▼

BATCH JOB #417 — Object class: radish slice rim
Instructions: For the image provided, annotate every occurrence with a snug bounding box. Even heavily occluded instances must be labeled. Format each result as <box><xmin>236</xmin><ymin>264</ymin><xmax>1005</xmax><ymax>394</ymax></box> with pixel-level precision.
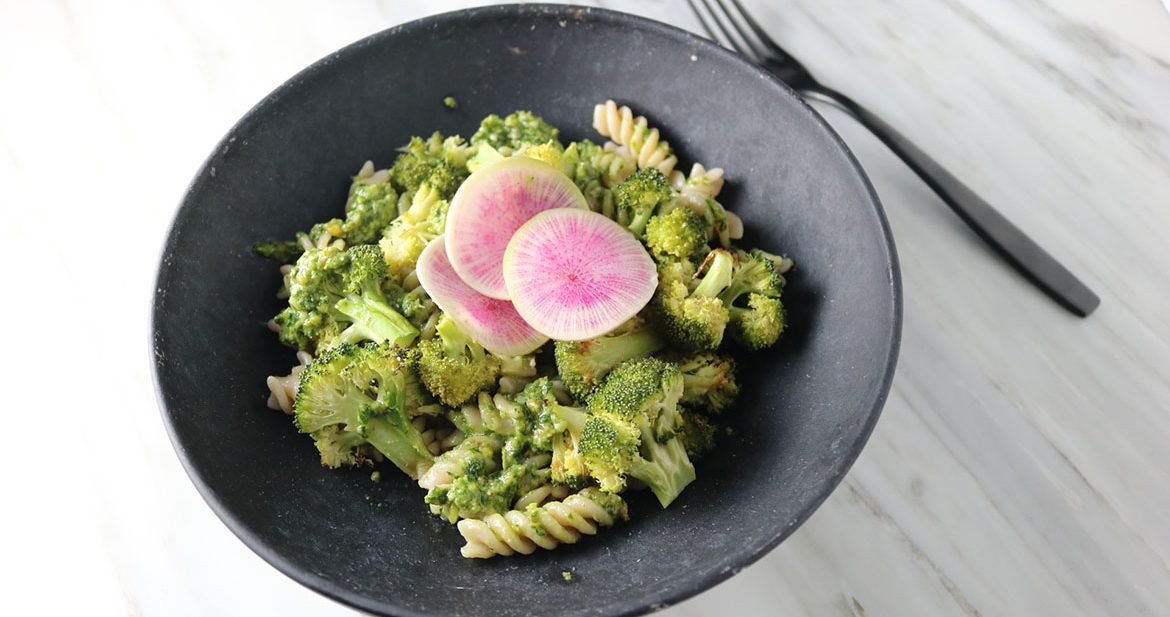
<box><xmin>446</xmin><ymin>156</ymin><xmax>589</xmax><ymax>300</ymax></box>
<box><xmin>504</xmin><ymin>210</ymin><xmax>658</xmax><ymax>341</ymax></box>
<box><xmin>415</xmin><ymin>235</ymin><xmax>549</xmax><ymax>356</ymax></box>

▲

Problem details:
Report every line of the material that contains the string "xmax", copying each such line in full.

Exercise answer:
Instructions: For the image provided, annotate every occurrence with a snug bounding box. Even heavily occluded instances must be labeled. Format each result as <box><xmin>236</xmin><ymin>264</ymin><xmax>1005</xmax><ymax>394</ymax></box> with pixel-level precision.
<box><xmin>446</xmin><ymin>156</ymin><xmax>589</xmax><ymax>300</ymax></box>
<box><xmin>504</xmin><ymin>210</ymin><xmax>658</xmax><ymax>341</ymax></box>
<box><xmin>415</xmin><ymin>235</ymin><xmax>549</xmax><ymax>356</ymax></box>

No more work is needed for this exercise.